[Excerpts from point annotation data]
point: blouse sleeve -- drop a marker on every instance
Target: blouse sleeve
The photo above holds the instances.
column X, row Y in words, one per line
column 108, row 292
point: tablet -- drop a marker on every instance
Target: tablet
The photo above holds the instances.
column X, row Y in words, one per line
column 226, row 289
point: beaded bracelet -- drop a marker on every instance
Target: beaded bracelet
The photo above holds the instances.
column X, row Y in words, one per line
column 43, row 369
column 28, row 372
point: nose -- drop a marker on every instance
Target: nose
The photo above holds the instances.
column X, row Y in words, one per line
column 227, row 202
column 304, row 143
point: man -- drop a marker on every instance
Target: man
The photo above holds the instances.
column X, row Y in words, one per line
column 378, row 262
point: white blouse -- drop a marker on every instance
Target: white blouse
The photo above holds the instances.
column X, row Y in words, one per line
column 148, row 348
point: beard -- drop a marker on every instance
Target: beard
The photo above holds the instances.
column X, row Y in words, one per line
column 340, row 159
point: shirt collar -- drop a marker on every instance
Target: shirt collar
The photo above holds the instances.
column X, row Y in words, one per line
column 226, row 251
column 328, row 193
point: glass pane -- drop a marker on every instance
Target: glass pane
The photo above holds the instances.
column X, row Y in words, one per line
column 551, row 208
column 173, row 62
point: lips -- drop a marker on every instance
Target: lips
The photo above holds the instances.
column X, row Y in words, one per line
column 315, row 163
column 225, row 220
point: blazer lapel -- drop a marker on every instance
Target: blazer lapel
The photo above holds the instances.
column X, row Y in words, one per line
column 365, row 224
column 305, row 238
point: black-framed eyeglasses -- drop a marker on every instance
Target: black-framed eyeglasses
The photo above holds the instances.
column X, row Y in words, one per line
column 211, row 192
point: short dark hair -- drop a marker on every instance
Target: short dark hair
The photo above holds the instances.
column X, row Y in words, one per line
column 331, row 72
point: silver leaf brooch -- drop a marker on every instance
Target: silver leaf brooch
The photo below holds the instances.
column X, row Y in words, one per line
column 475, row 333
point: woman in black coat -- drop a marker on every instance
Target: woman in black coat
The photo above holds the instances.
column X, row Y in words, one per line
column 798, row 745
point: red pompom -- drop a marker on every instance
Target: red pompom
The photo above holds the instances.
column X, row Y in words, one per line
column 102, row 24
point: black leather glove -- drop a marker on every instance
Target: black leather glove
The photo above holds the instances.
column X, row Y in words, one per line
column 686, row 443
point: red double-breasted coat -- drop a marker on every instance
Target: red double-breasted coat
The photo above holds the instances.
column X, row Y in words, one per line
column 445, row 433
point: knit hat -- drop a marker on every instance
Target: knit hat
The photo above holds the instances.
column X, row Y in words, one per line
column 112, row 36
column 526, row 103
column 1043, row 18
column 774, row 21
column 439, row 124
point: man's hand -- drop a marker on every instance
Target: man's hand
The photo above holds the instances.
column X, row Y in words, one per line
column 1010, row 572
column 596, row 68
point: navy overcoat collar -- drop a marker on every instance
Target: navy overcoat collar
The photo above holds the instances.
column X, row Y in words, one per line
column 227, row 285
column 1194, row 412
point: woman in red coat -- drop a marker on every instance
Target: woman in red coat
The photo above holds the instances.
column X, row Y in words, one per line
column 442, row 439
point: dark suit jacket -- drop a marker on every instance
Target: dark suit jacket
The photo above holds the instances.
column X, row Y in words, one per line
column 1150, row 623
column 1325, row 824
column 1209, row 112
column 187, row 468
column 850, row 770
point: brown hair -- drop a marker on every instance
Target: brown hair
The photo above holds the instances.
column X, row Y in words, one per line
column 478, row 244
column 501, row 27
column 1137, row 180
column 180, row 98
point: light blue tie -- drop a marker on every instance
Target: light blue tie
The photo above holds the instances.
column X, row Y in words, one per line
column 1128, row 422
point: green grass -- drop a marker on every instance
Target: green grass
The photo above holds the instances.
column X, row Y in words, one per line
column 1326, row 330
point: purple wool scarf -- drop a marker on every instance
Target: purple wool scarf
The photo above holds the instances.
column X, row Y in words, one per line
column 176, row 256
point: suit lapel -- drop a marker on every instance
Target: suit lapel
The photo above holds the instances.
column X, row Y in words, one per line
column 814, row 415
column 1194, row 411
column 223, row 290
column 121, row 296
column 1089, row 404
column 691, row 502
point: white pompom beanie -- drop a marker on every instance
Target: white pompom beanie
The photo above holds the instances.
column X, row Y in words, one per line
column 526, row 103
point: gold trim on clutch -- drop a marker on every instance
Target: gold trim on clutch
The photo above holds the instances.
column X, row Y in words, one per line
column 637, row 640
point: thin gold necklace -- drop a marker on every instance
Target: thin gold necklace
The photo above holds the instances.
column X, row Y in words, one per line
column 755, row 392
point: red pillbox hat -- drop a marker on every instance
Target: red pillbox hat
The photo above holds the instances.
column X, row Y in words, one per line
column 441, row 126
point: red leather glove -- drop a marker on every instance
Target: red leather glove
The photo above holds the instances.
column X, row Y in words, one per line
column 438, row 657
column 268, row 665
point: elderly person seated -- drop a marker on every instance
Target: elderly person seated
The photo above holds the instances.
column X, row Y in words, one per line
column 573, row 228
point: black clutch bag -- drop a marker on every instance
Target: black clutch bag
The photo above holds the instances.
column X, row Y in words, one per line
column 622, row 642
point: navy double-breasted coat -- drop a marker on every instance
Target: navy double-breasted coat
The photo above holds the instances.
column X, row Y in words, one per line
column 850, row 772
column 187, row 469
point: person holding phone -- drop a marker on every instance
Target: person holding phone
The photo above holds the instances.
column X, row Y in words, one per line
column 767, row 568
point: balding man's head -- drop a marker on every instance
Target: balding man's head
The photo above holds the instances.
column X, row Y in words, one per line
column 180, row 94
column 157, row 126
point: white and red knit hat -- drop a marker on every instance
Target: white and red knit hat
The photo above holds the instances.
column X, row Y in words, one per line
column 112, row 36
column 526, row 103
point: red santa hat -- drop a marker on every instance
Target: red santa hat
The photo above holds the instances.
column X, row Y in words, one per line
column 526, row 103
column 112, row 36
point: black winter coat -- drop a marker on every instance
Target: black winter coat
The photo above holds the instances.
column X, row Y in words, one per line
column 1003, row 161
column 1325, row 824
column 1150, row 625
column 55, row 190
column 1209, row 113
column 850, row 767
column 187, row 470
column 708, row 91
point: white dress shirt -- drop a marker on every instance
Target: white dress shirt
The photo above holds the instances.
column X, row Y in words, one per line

**Your task:**
Copy out every line of the data above without any changes.

**Result for this task:**
point: blouse sleeve -- drop a marker on every instance
Target: blouse sleeve
The photo above holds the instances.
column X, row Y in words, one per line
column 108, row 292
point: tablet -- drop a marker on every instance
Target: tablet
The photo above holds the instances.
column X, row Y in words, one per line
column 226, row 289
point: beaded bracelet -- drop a marker on every instance
Target: beaded bracelet
The photo above holds the instances.
column X, row Y in words, one per line
column 43, row 369
column 28, row 372
point: nose -- drop a marker on every instance
Target: nose
The photo above holds the instances.
column X, row Y in words, one per line
column 227, row 202
column 304, row 143
point: man -- drop a marker on every instance
Target: man
The photo above holds the instances.
column X, row Y in words, one per line
column 378, row 262
point: white blouse -- drop a marker on every instance
Target: white blouse
The photo above holds the instances.
column X, row Y in words, one per line
column 148, row 348
point: beard -- drop a marker on every instance
Target: beard
The photo above holds the instances.
column X, row Y in words, one per line
column 340, row 159
point: shirt collar -- drop a marker on every instance
Target: shirt collar
The photo above holds the instances.
column X, row Y in words, one per line
column 226, row 251
column 328, row 193
point: glass pane -- drop a marker on every instance
Target: glass pane
The photo above holds the instances.
column X, row Y in words, one per line
column 551, row 208
column 173, row 62
point: lips -- drop a marker on every instance
Target: lips
The photo above holds the instances.
column X, row Y in words, one per line
column 315, row 163
column 225, row 220
point: blazer lapel -- drop a marker on every instance
Target: blazer lapel
The photo above holds the instances.
column X, row Y in words, one per line
column 365, row 224
column 305, row 238
point: black-framed eyeglasses -- drop a marker on every instance
Target: black-framed eyeglasses
The photo above holds the instances.
column X, row Y in words, one per line
column 211, row 192
point: short dark hair -- drop a marker on every instance
Target: short dark hair
The photo above holds the instances.
column X, row Y in words, one per line
column 331, row 72
point: silver leaf brooch -- drop a marker on every instance
Target: silver leaf brooch
The photo below holds the instances.
column X, row Y in words, one per line
column 475, row 333
point: woman in black coat -- drop a marker on every instance
Target: woman in black coat
The photo above holds the instances.
column X, row Y in words, one per line
column 798, row 745
point: red pompom -- drop a marker on every instance
Target: red pompom
The photo above holds the instances.
column X, row Y in words, one per line
column 102, row 24
point: black leather glove -- drop a marker on every instance
Target: black leather glove
The photo above holds the instances.
column X, row Y in words, one per line
column 686, row 443
point: red double-breasted coat -- drop a marker on every instance
Target: red double-breasted coat
The photo above holds the instances.
column X, row Y in words, one per line
column 445, row 433
point: knit hat -- drop a marker on every instance
Target: knit hat
The photo above holds the instances.
column X, row Y in words, one per line
column 112, row 36
column 526, row 103
column 1043, row 18
column 774, row 21
column 439, row 124
point: man's hand -- drop a marker on every instance
Target: man's hand
The photo above holds the instances.
column X, row Y in words, one per line
column 1010, row 572
column 596, row 68
point: navy overcoat collar -- drop a marker on every instance
Target: navy overcoat collar
The photo above holds the instances.
column X, row Y in words, one per line
column 227, row 285
column 1194, row 412
point: woman in red coat -- drop a marker on every instance
Target: woman in red coat
The photo above holds the instances.
column X, row Y in words, one per line
column 442, row 439
point: dark suit jacket -- drop a marker on every instance
Target: dark suit jacket
The photo above holds the instances.
column X, row Y in words, one per line
column 1150, row 623
column 1325, row 824
column 1209, row 112
column 187, row 468
column 850, row 770
point: brown hair -- drop a marker on every instance
Target: brown hair
The photo above holds the instances.
column X, row Y in words, one per line
column 478, row 244
column 501, row 27
column 1137, row 180
column 180, row 98
point: light blue tie -- drop a marker on every instance
Target: light blue tie
The photo above holds the instances.
column X, row Y in words, one per line
column 1128, row 422
point: green grass -- drop a marker on every instance
Target: green grass
The photo above holds the instances.
column X, row Y in words, one per line
column 1326, row 330
point: purple wool scarf -- drop a marker on every instance
Target: purple wool scarf
The photo above holds the instances.
column X, row Y in words, one per line
column 176, row 256
point: suit lapel -- drop a marker on every instance
Target: suit lapel
The photo above holds the instances.
column X, row Y in words, one per line
column 814, row 415
column 1194, row 411
column 223, row 290
column 121, row 296
column 1089, row 404
column 691, row 502
point: white pompom beanie -- drop a marker on every instance
Target: white pompom beanie
The photo above holds the instances.
column X, row Y in words, one per line
column 526, row 103
point: gold trim on clutch -- drop a marker on every instance
Target: gold trim on clutch
The photo above holds the instances.
column X, row Y in words, one per line
column 637, row 640
point: thin gold necklace -- drop a marker on every instance
Target: thin gold necklace
The photo above holds the instances.
column X, row Y in words, one per line
column 755, row 392
point: red pillbox hat -- drop a marker on every instance
Target: red pillbox hat
The photo above holds the instances.
column X, row Y in words, one per line
column 441, row 126
point: red leather glove -- drop a marker on every instance
Target: red leather glove
The photo above holds the instances.
column X, row Y in words, one per line
column 438, row 657
column 268, row 665
point: elderly person seated -- drop a marker on every instance
Target: elderly person seated
The photo above holds the instances.
column X, row Y in words, one per line
column 573, row 228
point: black clutch bag -- drop a marker on every instance
Target: black clutch bag
The photo above holds the instances.
column X, row Y in words, one per line
column 622, row 642
point: navy double-breasted coat -- drop a marker on every instance
Target: navy double-breasted coat
The photo above holds the instances.
column X, row Y in words, one per line
column 850, row 772
column 187, row 469
point: person holding phone -- drop a marker on every instance
Target: person holding phone
The photo above holds the instances.
column X, row Y in words, one per line
column 767, row 568
point: balding man's head -- drop a marker on every instance
Target: balding man's head
The photo above holds the instances.
column X, row Y in words, one per line
column 180, row 94
column 157, row 126
point: white and red knit hat -- drop a marker on every instance
Target: white and red knit hat
The photo above holds the instances.
column X, row Y in words, one per line
column 112, row 36
column 526, row 103
point: red santa hat -- drop a marker on every instance
Target: red santa hat
The photo above holds the instances.
column X, row Y in words, one per line
column 526, row 103
column 112, row 36
point: black winter coat -- drop a marker on every instance
Target: black winter coat
The photo above holds the instances.
column X, row Y in words, one per line
column 1003, row 161
column 1325, row 824
column 1150, row 625
column 55, row 190
column 1209, row 113
column 850, row 767
column 187, row 470
column 708, row 91
point: white dress shirt -- drop a marker on every instance
Target: white dress shirt
The photo above holds the instances.
column X, row Y in words, one per line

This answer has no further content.